§ **AIM OF THE TASK**
Copy the rows below word for word, leaving nothing out.

— Begin MATERIAL SHOWN —

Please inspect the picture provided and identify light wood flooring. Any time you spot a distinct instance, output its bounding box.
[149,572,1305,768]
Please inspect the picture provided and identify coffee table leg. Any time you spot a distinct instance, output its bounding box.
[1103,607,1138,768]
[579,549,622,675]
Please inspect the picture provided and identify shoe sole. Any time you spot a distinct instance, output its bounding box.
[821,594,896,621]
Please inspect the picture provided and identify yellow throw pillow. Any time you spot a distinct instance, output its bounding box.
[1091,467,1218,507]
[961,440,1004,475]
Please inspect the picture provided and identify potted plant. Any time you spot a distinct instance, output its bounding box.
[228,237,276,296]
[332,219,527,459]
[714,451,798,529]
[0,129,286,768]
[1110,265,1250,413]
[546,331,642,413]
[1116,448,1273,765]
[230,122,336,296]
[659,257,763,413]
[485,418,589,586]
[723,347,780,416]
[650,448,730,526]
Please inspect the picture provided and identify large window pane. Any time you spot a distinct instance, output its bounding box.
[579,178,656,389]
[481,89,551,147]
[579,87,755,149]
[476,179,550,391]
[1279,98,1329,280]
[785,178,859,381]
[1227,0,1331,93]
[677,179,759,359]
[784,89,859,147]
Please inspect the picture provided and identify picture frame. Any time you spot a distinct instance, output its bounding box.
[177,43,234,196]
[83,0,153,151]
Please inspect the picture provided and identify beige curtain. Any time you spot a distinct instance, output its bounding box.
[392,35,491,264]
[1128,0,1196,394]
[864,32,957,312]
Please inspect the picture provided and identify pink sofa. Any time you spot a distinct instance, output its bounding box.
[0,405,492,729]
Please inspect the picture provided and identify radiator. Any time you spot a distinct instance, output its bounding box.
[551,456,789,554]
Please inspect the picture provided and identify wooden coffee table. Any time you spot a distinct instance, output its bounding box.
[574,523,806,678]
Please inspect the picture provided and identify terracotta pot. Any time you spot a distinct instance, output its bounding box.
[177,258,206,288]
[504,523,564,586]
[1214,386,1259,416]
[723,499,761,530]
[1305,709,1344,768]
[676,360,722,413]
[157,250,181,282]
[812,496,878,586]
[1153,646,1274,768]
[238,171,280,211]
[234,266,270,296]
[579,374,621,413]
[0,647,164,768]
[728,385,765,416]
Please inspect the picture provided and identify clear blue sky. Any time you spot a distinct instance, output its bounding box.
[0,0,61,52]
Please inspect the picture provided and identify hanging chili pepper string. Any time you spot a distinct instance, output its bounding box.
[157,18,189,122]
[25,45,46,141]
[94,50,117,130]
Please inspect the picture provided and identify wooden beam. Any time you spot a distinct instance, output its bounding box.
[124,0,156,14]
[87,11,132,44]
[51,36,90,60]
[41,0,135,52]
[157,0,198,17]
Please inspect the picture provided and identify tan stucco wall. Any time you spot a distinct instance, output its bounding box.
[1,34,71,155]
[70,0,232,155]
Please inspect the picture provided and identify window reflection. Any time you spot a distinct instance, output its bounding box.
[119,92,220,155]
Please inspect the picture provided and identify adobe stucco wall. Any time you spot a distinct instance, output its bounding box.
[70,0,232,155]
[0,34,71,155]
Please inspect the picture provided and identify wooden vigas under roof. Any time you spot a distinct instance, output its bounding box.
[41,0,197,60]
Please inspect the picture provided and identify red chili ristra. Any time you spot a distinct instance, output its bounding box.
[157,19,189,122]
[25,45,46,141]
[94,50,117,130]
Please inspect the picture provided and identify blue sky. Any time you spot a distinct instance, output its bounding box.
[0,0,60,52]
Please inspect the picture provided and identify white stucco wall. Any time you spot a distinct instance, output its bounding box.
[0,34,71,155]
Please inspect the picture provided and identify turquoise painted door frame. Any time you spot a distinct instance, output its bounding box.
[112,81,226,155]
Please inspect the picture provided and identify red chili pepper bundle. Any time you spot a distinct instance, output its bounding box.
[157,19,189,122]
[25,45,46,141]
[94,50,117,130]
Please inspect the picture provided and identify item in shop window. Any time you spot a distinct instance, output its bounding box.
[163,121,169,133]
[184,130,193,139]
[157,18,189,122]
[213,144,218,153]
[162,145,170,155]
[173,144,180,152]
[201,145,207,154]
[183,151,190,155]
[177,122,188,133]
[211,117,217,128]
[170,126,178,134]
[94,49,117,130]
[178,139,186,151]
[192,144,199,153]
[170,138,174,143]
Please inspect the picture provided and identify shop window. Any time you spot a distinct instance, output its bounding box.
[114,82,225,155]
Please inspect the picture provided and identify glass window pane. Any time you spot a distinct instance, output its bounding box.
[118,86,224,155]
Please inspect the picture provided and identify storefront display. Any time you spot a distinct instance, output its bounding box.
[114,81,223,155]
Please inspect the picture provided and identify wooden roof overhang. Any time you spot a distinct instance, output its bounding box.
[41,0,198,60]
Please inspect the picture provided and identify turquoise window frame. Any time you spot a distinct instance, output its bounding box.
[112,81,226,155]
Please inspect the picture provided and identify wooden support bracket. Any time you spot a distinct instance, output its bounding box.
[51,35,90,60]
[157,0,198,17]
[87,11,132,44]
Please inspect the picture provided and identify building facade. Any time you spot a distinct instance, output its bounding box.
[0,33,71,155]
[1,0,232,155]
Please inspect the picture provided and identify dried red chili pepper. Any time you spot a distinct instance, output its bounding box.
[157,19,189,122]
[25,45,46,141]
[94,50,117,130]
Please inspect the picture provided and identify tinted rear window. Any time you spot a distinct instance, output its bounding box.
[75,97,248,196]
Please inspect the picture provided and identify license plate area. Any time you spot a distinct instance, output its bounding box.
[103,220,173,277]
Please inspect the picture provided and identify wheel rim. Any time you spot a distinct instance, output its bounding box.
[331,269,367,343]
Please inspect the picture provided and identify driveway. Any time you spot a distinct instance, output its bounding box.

— End MATERIAL SHOWN —

§ **ANSWER TO THIS EXERCISE**
Please inspect the picture provided and identify light wood flooring. Any time you spot a distinct instance, output its bounding box.
[149,572,1305,768]
Please inspect the picture provided and identify coffee table leg. Any time you spot a distinct instance, output its bounding box.
[1103,607,1138,768]
[579,549,622,675]
Please inspect the picture provided and identify shoe sole. Any time you spot a distinct instance, output its bounding box.
[821,594,896,621]
Please inspect the picture provided and identify yellow throw pillow. Any time you spot a distinct instance, output its bounding box.
[1091,467,1218,507]
[961,440,1004,475]
Please inspect the picture provided and identify potted plant. Any time you spot a distinct instance, output its bounding box.
[228,237,276,296]
[332,219,527,459]
[714,451,798,529]
[0,129,286,768]
[1110,265,1250,413]
[546,331,642,413]
[1116,448,1273,765]
[230,122,336,296]
[659,257,763,413]
[485,418,589,586]
[723,347,780,416]
[650,448,730,526]
Please inspect the picture provided and identify large window pane. Any time you spot a distinct instance, output its bounding box.
[579,178,656,389]
[481,89,551,147]
[579,87,755,149]
[476,179,550,391]
[1279,98,1329,280]
[785,178,859,381]
[1227,0,1331,93]
[677,179,759,359]
[784,89,859,147]
Please inspect the picture provided and identify picture frame. Any time you spot a distinct instance, output its bounding box.
[177,43,234,196]
[83,0,153,151]
Please inspect the picture provided and identify beige curtain. Any time you spot a distinct instance, output its bounding box.
[392,35,491,264]
[1128,0,1196,394]
[864,32,957,312]
Please inspect the picture provided and identify pink sofa. Any time you spot a distinct instance, output its bounding box.
[0,405,492,729]
Please inspect the picture provided and identify radiator. Any time you spot a distinct instance, output its bounding box.
[551,456,789,554]
Please inspect the picture provided and identify wooden coffee table. Any time you spot a distinct instance, output its bounding box.
[574,523,806,678]
Please inspect the picture provided and identify terracotta pot. Any time you spot a distinct instance, output its bounding box.
[177,258,206,288]
[504,523,564,586]
[1214,386,1259,416]
[723,499,761,530]
[1305,709,1344,768]
[676,360,722,413]
[157,250,181,282]
[812,496,878,586]
[1153,646,1274,768]
[238,171,280,211]
[234,266,270,296]
[579,374,621,413]
[0,647,164,768]
[728,385,765,416]
Please inspect the picture provided and identify clear blue sky. Any time you spot a distinct instance, output its bounding box.
[0,0,61,52]
Please inspect the picture provided and identify hanging chili pepper string. Any time you spot a distinct instance, output its bounding box.
[157,18,189,122]
[25,45,46,141]
[94,50,117,130]
Please inspect the picture provided and identify wooden beam. Any time you spot a distinct instance, output its bounding box.
[124,0,156,14]
[87,11,132,44]
[51,36,90,60]
[41,0,135,52]
[157,0,198,17]
Please inspect the picture provided and identify tan stucco wall. Any time you spot a distinct instance, output its bounding box.
[1,34,71,155]
[70,0,232,155]
Please inspect the picture provided and identify window reflection. Any time you spot a distinct instance, output its bounding box.
[119,92,220,155]
Please inspect the picture provided and identify adobe stucco wall. Any time you spot a distinct instance, output its bounding box.
[70,0,232,155]
[0,34,71,155]
Please inspect the picture provided and identify wooden vigas under roof. Any time you spot a distinct instance, output its bounding box.
[41,0,197,60]
Please inspect the picture provided and identify red chili ristra. Any time you spot a distinct instance, output its bounding box.
[157,19,189,122]
[25,45,46,141]
[94,50,117,130]
Please inspect the picture provided and identify blue sky. Any time you spot a distinct instance, output its bounding box.
[0,0,60,52]
Please inspect the picture provided and identify white stucco wall. Any time you spot a distinct instance, output its bounding box.
[0,34,71,155]
Please inspect the picture provided and identify turquoise painted door frame. Any time you spot a distinct instance, output its bounding box.
[112,81,226,155]
Please inspect the picture provided and identify red chili pepper bundle. Any time you spot a distinct instance, output its bounding box.
[157,19,189,122]
[25,45,46,141]
[94,50,117,130]
Please inspect the picture provided and identify item in shop window. Any time you spot a distinct instance, output its bounding box.
[163,121,169,133]
[184,130,193,139]
[157,18,189,122]
[213,144,218,153]
[162,145,170,155]
[173,144,180,152]
[201,145,207,154]
[183,151,190,155]
[177,122,188,133]
[211,117,217,128]
[170,126,178,134]
[94,49,117,130]
[178,139,186,151]
[192,144,199,153]
[170,138,174,143]
Please inspect the picture provided and identify shop window. Any time you spot a distinct instance, output its bounding box.
[114,82,225,155]
Please inspect the picture provided and identify glass window pane. Any time you spot a distinct instance, output its bounding box.
[118,86,224,155]
Please inspect the picture provided and identify storefront display. Any time you spot a distinct instance, output its bounding box.
[114,81,223,155]
Please inspect the picture provided and identify wooden roof overhang. Any time you spot a distinct instance, output its bounding box.
[41,0,198,60]
Please inspect the picture provided and identify turquoise window frame. Any time you spot a distinct instance, output its bounding box.
[112,81,226,155]
Please inspect the picture provided and identify wooden support bracket. Any time you spot a distinct instance, output its bounding box.
[51,35,90,60]
[157,0,198,17]
[87,11,132,44]
Please inspect the picture provided and identify building facade. Any time you spot a distinct instance, output its bounding box.
[0,33,71,155]
[1,0,232,155]
Please inspect the picture provided and identify dried red chili pepper. Any time you spot a distinct instance, output its bounding box.
[157,19,189,122]
[25,45,46,141]
[94,50,117,130]
Please inspect the picture provided and identify tinted rear window. Any time you spot a distinct instance, output its bounding box.
[75,97,248,196]
Please inspect the picture provided and identify license plate area. Any time you spot a distinct instance, output its bounding box.
[103,220,173,277]
Please inspect the picture provided and identify wheel rim. Any time you spot a distinct instance, output its bounding box.
[331,269,367,343]
Please inspect the picture provided and identify driveway. Any time you spot a distinct instance, output its bounding box.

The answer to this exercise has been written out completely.